INSTRUCTIONS TO FOLLOW — Copy each line of the entries that includes the word "green".

(Data excerpts)
──────────────────────────────
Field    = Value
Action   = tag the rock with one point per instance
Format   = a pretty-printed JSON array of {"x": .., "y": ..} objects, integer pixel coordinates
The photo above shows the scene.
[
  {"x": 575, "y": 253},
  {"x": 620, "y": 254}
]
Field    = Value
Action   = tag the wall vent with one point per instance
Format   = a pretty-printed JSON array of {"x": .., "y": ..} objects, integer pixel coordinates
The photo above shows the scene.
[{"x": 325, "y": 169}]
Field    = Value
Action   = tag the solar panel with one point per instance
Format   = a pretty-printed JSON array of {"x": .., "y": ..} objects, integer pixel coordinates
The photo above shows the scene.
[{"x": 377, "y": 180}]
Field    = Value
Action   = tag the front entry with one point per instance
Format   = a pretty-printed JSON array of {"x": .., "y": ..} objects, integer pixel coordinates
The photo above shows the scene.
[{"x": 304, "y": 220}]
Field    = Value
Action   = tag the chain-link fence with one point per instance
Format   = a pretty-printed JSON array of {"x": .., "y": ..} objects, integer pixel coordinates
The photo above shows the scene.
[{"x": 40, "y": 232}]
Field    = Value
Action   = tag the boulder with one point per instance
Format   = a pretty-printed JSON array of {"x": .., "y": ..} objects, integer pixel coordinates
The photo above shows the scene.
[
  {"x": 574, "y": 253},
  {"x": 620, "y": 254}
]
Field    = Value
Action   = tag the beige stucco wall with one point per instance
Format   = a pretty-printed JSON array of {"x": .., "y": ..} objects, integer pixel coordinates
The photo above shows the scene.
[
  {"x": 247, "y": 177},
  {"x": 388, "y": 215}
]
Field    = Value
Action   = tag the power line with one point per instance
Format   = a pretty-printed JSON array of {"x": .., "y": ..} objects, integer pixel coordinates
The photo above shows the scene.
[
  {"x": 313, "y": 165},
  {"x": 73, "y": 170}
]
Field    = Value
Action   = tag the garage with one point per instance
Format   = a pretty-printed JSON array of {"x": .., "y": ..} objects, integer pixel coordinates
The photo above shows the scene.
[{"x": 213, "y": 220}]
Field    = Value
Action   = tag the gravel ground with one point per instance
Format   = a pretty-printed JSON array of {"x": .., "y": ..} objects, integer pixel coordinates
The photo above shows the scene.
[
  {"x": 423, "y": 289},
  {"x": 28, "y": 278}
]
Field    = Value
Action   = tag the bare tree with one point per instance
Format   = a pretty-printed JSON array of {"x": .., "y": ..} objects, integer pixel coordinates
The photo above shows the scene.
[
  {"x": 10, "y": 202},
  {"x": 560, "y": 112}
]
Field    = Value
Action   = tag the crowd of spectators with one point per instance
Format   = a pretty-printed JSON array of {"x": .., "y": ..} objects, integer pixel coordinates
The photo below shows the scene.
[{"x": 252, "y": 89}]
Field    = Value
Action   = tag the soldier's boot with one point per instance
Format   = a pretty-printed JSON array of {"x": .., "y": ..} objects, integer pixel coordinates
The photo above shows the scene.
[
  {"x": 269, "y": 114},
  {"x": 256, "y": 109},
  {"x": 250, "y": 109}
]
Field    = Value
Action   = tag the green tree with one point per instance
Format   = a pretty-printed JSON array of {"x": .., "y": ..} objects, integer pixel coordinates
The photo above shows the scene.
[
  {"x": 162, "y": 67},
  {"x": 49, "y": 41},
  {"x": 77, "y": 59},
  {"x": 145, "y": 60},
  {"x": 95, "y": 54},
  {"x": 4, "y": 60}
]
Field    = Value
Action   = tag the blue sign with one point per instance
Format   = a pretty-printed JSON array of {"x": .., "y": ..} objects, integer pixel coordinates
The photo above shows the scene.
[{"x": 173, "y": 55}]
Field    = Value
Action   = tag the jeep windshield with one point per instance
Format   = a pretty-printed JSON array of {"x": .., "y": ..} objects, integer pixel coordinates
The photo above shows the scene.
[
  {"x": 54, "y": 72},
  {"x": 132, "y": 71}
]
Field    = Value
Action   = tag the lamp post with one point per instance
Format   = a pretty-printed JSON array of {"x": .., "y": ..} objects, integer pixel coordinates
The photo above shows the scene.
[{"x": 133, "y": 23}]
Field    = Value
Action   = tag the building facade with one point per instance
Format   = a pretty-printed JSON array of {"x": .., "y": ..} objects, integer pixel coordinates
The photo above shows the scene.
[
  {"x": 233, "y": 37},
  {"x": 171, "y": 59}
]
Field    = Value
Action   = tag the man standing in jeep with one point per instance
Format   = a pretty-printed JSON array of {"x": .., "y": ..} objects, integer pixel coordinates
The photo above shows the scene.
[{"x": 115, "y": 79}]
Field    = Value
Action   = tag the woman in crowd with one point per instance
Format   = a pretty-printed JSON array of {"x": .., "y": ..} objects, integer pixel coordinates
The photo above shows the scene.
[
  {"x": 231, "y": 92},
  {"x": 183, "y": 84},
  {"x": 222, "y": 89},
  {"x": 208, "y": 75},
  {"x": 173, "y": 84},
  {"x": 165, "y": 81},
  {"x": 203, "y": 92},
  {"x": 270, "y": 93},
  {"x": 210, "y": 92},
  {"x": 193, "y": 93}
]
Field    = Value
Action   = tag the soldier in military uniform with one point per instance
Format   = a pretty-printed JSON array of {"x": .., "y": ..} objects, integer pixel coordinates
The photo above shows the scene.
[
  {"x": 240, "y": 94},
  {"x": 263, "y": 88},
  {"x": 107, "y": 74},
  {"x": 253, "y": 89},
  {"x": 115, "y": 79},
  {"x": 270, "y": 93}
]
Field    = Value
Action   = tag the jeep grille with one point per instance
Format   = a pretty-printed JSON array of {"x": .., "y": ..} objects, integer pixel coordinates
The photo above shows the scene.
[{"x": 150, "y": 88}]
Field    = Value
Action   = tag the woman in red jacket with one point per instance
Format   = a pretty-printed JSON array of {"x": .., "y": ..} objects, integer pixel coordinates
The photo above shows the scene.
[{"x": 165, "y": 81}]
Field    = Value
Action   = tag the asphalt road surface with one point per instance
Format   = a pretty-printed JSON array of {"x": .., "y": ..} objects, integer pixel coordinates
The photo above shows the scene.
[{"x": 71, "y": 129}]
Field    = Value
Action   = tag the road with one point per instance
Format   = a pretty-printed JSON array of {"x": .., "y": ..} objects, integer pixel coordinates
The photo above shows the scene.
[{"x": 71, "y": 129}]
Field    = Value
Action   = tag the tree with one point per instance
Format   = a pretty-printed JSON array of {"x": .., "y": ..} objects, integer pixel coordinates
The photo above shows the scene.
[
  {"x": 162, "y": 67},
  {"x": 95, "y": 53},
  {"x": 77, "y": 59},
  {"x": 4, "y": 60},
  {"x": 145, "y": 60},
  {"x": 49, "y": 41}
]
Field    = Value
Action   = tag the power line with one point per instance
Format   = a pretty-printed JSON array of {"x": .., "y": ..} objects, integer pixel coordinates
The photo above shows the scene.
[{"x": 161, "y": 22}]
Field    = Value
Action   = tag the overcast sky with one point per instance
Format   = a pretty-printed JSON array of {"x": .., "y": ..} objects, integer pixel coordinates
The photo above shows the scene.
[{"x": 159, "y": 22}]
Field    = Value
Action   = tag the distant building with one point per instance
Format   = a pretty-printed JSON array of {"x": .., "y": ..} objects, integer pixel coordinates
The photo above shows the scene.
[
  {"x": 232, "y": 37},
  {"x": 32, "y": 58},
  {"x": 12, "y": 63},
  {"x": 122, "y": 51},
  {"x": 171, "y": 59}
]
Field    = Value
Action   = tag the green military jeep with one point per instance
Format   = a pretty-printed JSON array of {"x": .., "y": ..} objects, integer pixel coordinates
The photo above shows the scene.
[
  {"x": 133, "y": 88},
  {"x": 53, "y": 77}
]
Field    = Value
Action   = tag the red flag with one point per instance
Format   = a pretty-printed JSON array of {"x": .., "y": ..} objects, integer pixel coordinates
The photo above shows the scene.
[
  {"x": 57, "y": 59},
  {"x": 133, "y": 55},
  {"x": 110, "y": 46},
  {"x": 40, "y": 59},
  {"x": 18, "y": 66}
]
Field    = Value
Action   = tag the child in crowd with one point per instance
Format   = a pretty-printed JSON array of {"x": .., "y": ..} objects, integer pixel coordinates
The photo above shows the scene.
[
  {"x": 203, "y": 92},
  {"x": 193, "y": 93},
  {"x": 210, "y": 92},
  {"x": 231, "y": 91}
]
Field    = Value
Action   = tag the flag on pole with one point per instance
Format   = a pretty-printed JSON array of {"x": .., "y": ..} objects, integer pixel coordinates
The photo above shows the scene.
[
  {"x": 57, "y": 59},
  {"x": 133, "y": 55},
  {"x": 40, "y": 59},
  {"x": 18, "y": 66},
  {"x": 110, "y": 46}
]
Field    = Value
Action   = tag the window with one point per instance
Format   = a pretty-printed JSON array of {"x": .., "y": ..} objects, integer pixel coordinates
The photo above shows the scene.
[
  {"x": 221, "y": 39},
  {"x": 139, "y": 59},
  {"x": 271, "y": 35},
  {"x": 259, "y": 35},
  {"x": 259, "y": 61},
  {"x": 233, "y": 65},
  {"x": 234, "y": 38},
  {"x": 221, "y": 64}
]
──────────────────────────────
RESPONSE TO THE EXERCISE —
Action   = tag the green tree with one point per instance
Action   = tag the green military jeep with one point per instance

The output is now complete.